» **Fragmento del texto**
Epístola dominguera

La cosa de hoy va así: Me levanté temprano luego de dormir lo suficiente para que mi cuerpo recordara que puedo ser un ser humano funcional, a diferencia de ayer, que pasé todo el día recuperándome de ese tipo de resaca que me permito solo dos veces al año. Mi intención era repetir la rutina dominguera de ir y volver del yoga en bici, pero algo amaneció frío, y no fue solo Bogotá. Algo dentro de mi estaba, aunque no congelado, entumecido. En ese momento no me di cuenta y salí como si nada, a pie, por ese rumbo feliz.

El camino de ida se dio sin sobresaltos, más allá de los propios, porque ahora me da por medio bailar por la calle al ritmo de la música de la playlist del momento, alguna que me hayan regalado recientemente para renovar el repertorio de mis sonidos internos.

Aunque hacía frío me sentía bien, como siempre que estoy llegando a Yoga-Ka y tengo esa sensación de estar llegando a uno de mis lugares correctos. Tenía días con ganas de darle un abrazo a Paloma, por ninguna razón específica, más que agradecerle en silencio el regalo que son sus clases, sin verbalizarlo porque aun me da pena con ella. Palo llegó en bici (ahí me dio una punzada de envidia porque ella pudo hacerlo y yo no) e inició la clase con una breve charla sobre los “kosha” en el yoga, que son como esas envolturas que nos conforman, y se centró en las sensaciones y las emociones que a veces nos empeñamos en resistir o reprimir. Obviamente no podía ser de otra forma, porque siempre pienso que la práctica del yoga me da lo que necesito, aunque no sea lo que quiero, y esta vez no fue la excepción.

» **Datos registrados**
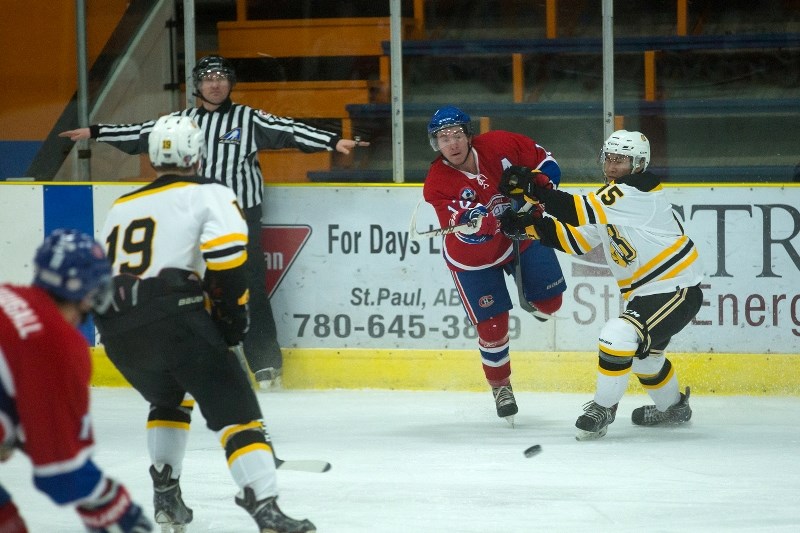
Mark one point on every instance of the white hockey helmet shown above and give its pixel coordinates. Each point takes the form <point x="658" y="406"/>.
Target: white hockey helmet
<point x="176" y="142"/>
<point x="630" y="143"/>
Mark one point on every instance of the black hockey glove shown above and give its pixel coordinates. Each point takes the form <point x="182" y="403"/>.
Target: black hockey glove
<point x="232" y="323"/>
<point x="519" y="181"/>
<point x="521" y="226"/>
<point x="228" y="294"/>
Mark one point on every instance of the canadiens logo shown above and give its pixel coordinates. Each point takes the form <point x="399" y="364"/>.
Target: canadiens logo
<point x="467" y="194"/>
<point x="232" y="137"/>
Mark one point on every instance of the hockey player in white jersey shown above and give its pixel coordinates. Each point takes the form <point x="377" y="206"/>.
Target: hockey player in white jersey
<point x="655" y="263"/>
<point x="174" y="244"/>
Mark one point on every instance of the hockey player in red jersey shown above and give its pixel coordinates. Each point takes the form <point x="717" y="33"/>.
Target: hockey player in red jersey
<point x="169" y="242"/>
<point x="45" y="371"/>
<point x="461" y="185"/>
<point x="655" y="263"/>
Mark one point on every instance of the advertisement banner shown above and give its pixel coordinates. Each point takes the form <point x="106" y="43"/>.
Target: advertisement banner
<point x="357" y="281"/>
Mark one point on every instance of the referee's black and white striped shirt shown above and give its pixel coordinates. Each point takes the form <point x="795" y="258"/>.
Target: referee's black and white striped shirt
<point x="234" y="134"/>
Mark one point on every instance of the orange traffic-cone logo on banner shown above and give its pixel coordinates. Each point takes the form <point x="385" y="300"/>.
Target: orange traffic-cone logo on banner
<point x="281" y="246"/>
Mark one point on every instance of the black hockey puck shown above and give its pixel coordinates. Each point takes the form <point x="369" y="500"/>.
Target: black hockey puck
<point x="536" y="449"/>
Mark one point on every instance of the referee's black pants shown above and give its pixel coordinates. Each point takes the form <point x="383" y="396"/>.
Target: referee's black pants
<point x="261" y="342"/>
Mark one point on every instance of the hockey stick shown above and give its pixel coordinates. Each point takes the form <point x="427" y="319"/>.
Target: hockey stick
<point x="300" y="465"/>
<point x="238" y="351"/>
<point x="415" y="235"/>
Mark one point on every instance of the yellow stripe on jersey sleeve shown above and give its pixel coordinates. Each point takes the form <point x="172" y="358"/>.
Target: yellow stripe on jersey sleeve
<point x="237" y="254"/>
<point x="238" y="260"/>
<point x="225" y="240"/>
<point x="148" y="192"/>
<point x="580" y="210"/>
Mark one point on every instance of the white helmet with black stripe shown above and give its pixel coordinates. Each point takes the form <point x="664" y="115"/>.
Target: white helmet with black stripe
<point x="630" y="143"/>
<point x="176" y="142"/>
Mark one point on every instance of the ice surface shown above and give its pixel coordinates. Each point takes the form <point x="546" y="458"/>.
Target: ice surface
<point x="443" y="462"/>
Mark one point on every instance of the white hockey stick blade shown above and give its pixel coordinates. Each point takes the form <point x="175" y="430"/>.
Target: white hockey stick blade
<point x="304" y="465"/>
<point x="415" y="235"/>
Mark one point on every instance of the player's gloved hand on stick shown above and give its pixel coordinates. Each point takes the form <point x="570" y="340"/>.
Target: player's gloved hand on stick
<point x="518" y="180"/>
<point x="521" y="226"/>
<point x="487" y="222"/>
<point x="114" y="512"/>
<point x="233" y="324"/>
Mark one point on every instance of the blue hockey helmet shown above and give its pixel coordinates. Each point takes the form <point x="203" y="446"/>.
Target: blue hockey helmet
<point x="72" y="266"/>
<point x="447" y="117"/>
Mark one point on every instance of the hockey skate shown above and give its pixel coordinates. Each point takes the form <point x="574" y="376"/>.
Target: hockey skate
<point x="505" y="402"/>
<point x="679" y="413"/>
<point x="593" y="423"/>
<point x="170" y="511"/>
<point x="269" y="517"/>
<point x="269" y="379"/>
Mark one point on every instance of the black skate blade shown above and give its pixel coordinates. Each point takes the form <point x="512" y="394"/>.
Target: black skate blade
<point x="304" y="465"/>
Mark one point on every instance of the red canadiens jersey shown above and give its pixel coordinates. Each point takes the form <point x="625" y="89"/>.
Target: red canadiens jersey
<point x="451" y="192"/>
<point x="45" y="371"/>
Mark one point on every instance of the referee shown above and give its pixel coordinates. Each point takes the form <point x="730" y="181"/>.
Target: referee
<point x="234" y="133"/>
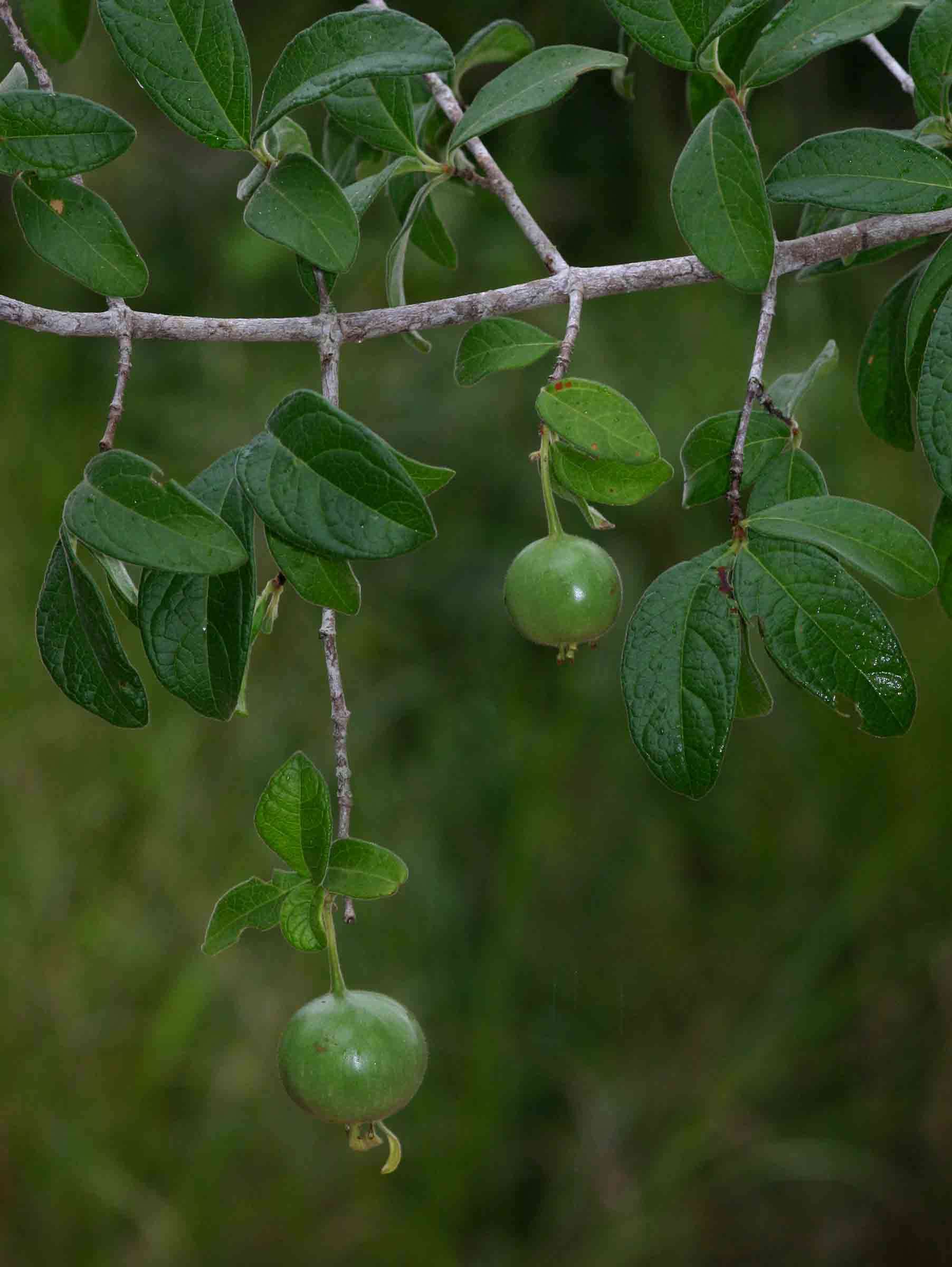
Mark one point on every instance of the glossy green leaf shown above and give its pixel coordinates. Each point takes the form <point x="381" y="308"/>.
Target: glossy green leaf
<point x="58" y="135"/>
<point x="197" y="630"/>
<point x="318" y="580"/>
<point x="79" y="644"/>
<point x="326" y="483"/>
<point x="126" y="510"/>
<point x="598" y="420"/>
<point x="499" y="344"/>
<point x="192" y="59"/>
<point x="348" y="46"/>
<point x="293" y="816"/>
<point x="864" y="170"/>
<point x="680" y="669"/>
<point x="611" y="483"/>
<point x="302" y="207"/>
<point x="805" y="29"/>
<point x="706" y="454"/>
<point x="360" y="869"/>
<point x="719" y="201"/>
<point x="824" y="631"/>
<point x="931" y="52"/>
<point x="79" y="232"/>
<point x="255" y="904"/>
<point x="868" y="537"/>
<point x="881" y="383"/>
<point x="535" y="83"/>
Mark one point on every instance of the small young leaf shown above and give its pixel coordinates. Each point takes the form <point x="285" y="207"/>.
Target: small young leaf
<point x="719" y="201"/>
<point x="360" y="869"/>
<point x="535" y="83"/>
<point x="824" y="631"/>
<point x="79" y="232"/>
<point x="123" y="510"/>
<point x="79" y="644"/>
<point x="192" y="60"/>
<point x="499" y="344"/>
<point x="251" y="905"/>
<point x="680" y="669"/>
<point x="598" y="420"/>
<point x="293" y="816"/>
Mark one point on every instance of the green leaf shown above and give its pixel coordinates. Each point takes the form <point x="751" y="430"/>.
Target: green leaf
<point x="788" y="391"/>
<point x="864" y="170"/>
<point x="935" y="398"/>
<point x="824" y="631"/>
<point x="931" y="52"/>
<point x="326" y="483"/>
<point x="611" y="483"/>
<point x="302" y="207"/>
<point x="251" y="905"/>
<point x="754" y="697"/>
<point x="79" y="233"/>
<point x="300" y="929"/>
<point x="598" y="420"/>
<point x="293" y="816"/>
<point x="58" y="135"/>
<point x="379" y="111"/>
<point x="503" y="41"/>
<point x="197" y="630"/>
<point x="932" y="288"/>
<point x="680" y="669"/>
<point x="499" y="344"/>
<point x="79" y="644"/>
<point x="535" y="83"/>
<point x="706" y="454"/>
<point x="719" y="201"/>
<point x="360" y="869"/>
<point x="318" y="580"/>
<point x="805" y="29"/>
<point x="193" y="61"/>
<point x="868" y="537"/>
<point x="58" y="27"/>
<point x="792" y="476"/>
<point x="345" y="48"/>
<point x="123" y="508"/>
<point x="881" y="382"/>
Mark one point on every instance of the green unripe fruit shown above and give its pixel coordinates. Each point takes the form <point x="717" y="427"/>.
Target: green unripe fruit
<point x="563" y="591"/>
<point x="353" y="1058"/>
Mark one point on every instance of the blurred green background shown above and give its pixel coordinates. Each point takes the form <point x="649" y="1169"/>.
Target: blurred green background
<point x="660" y="1032"/>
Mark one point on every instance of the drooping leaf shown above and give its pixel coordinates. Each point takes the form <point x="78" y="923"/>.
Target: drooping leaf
<point x="598" y="420"/>
<point x="318" y="580"/>
<point x="193" y="61"/>
<point x="360" y="869"/>
<point x="58" y="135"/>
<point x="79" y="644"/>
<point x="344" y="48"/>
<point x="535" y="81"/>
<point x="499" y="344"/>
<point x="864" y="170"/>
<point x="255" y="904"/>
<point x="302" y="207"/>
<point x="881" y="383"/>
<point x="805" y="29"/>
<point x="680" y="670"/>
<point x="293" y="816"/>
<point x="326" y="483"/>
<point x="79" y="232"/>
<point x="824" y="631"/>
<point x="706" y="454"/>
<point x="721" y="203"/>
<point x="125" y="510"/>
<point x="197" y="630"/>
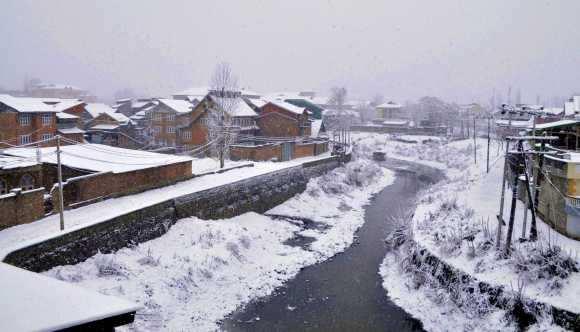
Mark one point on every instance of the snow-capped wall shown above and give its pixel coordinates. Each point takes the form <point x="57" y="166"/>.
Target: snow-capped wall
<point x="258" y="194"/>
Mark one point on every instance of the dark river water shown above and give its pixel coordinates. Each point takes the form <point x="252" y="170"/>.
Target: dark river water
<point x="344" y="293"/>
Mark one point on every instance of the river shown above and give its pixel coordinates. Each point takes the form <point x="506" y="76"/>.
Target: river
<point x="344" y="293"/>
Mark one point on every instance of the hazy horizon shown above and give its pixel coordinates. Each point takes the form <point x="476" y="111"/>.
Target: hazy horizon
<point x="452" y="49"/>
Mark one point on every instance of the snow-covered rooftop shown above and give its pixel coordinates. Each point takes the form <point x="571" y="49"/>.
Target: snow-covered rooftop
<point x="26" y="105"/>
<point x="390" y="104"/>
<point x="66" y="104"/>
<point x="101" y="158"/>
<point x="73" y="130"/>
<point x="179" y="106"/>
<point x="234" y="106"/>
<point x="33" y="302"/>
<point x="555" y="124"/>
<point x="94" y="109"/>
<point x="63" y="115"/>
<point x="196" y="91"/>
<point x="287" y="106"/>
<point x="105" y="126"/>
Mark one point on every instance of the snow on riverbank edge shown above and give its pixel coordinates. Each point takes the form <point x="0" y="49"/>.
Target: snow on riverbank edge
<point x="200" y="271"/>
<point x="430" y="303"/>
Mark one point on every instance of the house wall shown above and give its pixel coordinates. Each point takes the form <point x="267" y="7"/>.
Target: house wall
<point x="104" y="185"/>
<point x="556" y="210"/>
<point x="10" y="128"/>
<point x="12" y="177"/>
<point x="21" y="207"/>
<point x="256" y="153"/>
<point x="259" y="194"/>
<point x="277" y="122"/>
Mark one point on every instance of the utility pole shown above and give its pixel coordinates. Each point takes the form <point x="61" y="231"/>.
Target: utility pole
<point x="508" y="241"/>
<point x="60" y="195"/>
<point x="474" y="143"/>
<point x="501" y="202"/>
<point x="488" y="142"/>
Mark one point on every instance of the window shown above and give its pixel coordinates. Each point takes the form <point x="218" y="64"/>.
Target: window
<point x="27" y="182"/>
<point x="24" y="139"/>
<point x="3" y="187"/>
<point x="25" y="119"/>
<point x="46" y="119"/>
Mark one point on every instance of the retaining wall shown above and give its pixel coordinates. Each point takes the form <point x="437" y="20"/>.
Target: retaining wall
<point x="259" y="194"/>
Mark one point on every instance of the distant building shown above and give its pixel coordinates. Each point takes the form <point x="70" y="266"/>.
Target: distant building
<point x="26" y="120"/>
<point x="281" y="119"/>
<point x="391" y="111"/>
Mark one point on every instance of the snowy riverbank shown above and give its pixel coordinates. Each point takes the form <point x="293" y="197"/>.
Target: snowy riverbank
<point x="200" y="271"/>
<point x="464" y="205"/>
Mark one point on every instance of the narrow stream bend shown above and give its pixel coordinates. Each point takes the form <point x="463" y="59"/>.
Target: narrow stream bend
<point x="344" y="293"/>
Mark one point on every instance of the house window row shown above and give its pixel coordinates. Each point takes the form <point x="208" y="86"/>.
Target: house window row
<point x="24" y="139"/>
<point x="25" y="119"/>
<point x="46" y="119"/>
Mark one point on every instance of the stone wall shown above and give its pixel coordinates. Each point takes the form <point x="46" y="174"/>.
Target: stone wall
<point x="259" y="194"/>
<point x="103" y="185"/>
<point x="21" y="207"/>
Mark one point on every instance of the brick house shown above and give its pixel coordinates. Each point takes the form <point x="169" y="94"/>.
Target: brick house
<point x="21" y="192"/>
<point x="281" y="119"/>
<point x="237" y="113"/>
<point x="164" y="119"/>
<point x="112" y="129"/>
<point x="94" y="171"/>
<point x="26" y="120"/>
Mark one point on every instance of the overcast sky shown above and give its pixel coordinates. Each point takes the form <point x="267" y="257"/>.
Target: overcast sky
<point x="455" y="49"/>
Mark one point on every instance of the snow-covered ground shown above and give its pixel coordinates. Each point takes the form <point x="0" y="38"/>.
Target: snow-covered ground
<point x="22" y="235"/>
<point x="200" y="271"/>
<point x="463" y="204"/>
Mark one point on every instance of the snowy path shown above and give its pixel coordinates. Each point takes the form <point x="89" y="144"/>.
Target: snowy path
<point x="20" y="236"/>
<point x="345" y="292"/>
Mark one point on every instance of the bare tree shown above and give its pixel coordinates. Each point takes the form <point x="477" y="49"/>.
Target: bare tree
<point x="377" y="100"/>
<point x="220" y="132"/>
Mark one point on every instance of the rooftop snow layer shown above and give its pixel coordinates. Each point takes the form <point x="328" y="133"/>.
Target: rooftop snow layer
<point x="179" y="106"/>
<point x="234" y="106"/>
<point x="33" y="302"/>
<point x="94" y="109"/>
<point x="287" y="106"/>
<point x="101" y="158"/>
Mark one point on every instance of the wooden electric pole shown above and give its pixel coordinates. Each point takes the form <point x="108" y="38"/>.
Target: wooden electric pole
<point x="60" y="195"/>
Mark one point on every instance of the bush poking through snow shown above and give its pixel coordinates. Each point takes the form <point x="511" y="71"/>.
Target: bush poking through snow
<point x="149" y="259"/>
<point x="107" y="266"/>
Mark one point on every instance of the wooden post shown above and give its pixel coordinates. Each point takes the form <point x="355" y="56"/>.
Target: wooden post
<point x="528" y="189"/>
<point x="474" y="143"/>
<point x="59" y="174"/>
<point x="539" y="175"/>
<point x="508" y="241"/>
<point x="500" y="221"/>
<point x="488" y="142"/>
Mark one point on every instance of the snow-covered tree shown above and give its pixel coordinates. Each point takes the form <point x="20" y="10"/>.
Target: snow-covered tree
<point x="220" y="134"/>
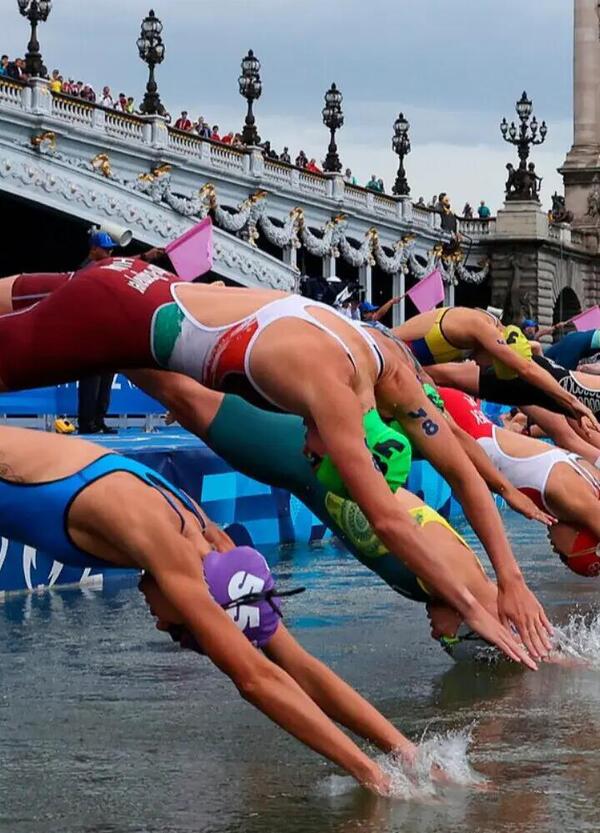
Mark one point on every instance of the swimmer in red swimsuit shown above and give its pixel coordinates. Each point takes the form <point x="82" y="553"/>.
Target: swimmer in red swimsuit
<point x="562" y="483"/>
<point x="291" y="352"/>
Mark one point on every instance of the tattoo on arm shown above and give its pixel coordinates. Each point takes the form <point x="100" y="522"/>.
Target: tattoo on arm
<point x="429" y="426"/>
<point x="6" y="473"/>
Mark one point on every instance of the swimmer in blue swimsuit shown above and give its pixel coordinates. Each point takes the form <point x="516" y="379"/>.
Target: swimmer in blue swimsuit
<point x="270" y="447"/>
<point x="90" y="507"/>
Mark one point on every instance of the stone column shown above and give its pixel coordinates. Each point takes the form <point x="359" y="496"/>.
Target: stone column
<point x="365" y="277"/>
<point x="581" y="170"/>
<point x="399" y="288"/>
<point x="586" y="74"/>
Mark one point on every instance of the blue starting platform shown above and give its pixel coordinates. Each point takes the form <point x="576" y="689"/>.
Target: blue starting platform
<point x="254" y="512"/>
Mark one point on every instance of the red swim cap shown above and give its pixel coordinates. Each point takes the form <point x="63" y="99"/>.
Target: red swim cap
<point x="585" y="557"/>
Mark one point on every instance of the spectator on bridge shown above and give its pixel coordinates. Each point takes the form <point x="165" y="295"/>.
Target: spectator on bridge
<point x="483" y="211"/>
<point x="373" y="184"/>
<point x="183" y="123"/>
<point x="107" y="99"/>
<point x="16" y="70"/>
<point x="93" y="393"/>
<point x="88" y="94"/>
<point x="55" y="82"/>
<point x="202" y="128"/>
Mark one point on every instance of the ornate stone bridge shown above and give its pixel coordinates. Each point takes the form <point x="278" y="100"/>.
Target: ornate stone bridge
<point x="273" y="221"/>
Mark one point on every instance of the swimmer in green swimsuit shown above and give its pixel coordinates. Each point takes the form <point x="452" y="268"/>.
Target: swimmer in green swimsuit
<point x="275" y="455"/>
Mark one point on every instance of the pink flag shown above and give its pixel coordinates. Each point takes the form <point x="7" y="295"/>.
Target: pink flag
<point x="587" y="320"/>
<point x="428" y="292"/>
<point x="191" y="254"/>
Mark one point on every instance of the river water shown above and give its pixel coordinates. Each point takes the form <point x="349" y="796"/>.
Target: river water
<point x="105" y="726"/>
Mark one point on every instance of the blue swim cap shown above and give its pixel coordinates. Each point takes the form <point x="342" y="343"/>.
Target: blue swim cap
<point x="103" y="240"/>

» **Tareas pendientes**
a - Según la epístola, ¿en qué llegó Paloma a la clase?
b - Pasa al inglés esta oración de la epístola: "Aunque hacía frío me sentía bien, como siempre que estoy llegando a Yoga-Ka y tengo esa sensación de estar llegando a uno de mis lugares correctos."
c - Copia otra vez la parte de la epístola que va entre "El camino de" y "mis sonidos internos.", ambos incluidos, pero cambia "calle" por "acera".

» **Soluciones**
a - En bici.

b - Although it was cold I felt good, as I always do when I'm arriving at Yoga-Ka and have that feeling of arriving at one of my right places.

c -
El camino de ida se dio sin sobresaltos, más allá de los propios, porque ahora me da por medio bailar por la acera al ritmo de la música de la playlist del momento, alguna que me hayan regalado recientemente para renovar el repertorio de mis sonidos internos.